Exercise objective: From the data below, return the exact lines starting at the line containing "Target: doorway" and ending at the line containing "Target: white interior door", both included, and nothing else.

Provided records:
______________________________
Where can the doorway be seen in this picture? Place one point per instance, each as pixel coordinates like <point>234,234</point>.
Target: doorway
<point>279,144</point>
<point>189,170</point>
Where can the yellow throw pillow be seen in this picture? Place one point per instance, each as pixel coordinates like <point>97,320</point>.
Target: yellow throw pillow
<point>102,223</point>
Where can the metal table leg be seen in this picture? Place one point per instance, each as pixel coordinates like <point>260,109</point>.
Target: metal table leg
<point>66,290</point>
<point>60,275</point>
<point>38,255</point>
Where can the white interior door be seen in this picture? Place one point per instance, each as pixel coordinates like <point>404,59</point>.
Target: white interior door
______________________________
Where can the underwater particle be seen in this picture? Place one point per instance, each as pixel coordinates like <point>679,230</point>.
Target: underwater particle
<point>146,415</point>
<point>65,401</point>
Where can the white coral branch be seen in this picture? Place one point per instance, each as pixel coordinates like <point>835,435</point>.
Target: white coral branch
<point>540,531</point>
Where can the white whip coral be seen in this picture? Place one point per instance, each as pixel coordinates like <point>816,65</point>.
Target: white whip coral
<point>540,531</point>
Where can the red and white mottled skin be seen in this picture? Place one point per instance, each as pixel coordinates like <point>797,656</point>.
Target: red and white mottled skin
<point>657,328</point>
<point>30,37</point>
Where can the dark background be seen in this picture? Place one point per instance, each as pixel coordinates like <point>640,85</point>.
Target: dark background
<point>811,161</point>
______________________________
Answer area:
Target: doorway
<point>279,144</point>
<point>189,170</point>
Where can the yellow throw pillow be seen in this picture? Place one point per instance, each as pixel coordinates like <point>97,320</point>.
Target: yellow throw pillow
<point>102,223</point>
Where can the metal table leg be seen in this picture? Place one point per instance, each as pixel coordinates like <point>260,109</point>.
Target: metal table leg
<point>66,290</point>
<point>60,275</point>
<point>38,255</point>
Where can the white interior door be seen in this picture? Place one point per instance, each as pixel coordinates like <point>404,59</point>.
Target: white interior door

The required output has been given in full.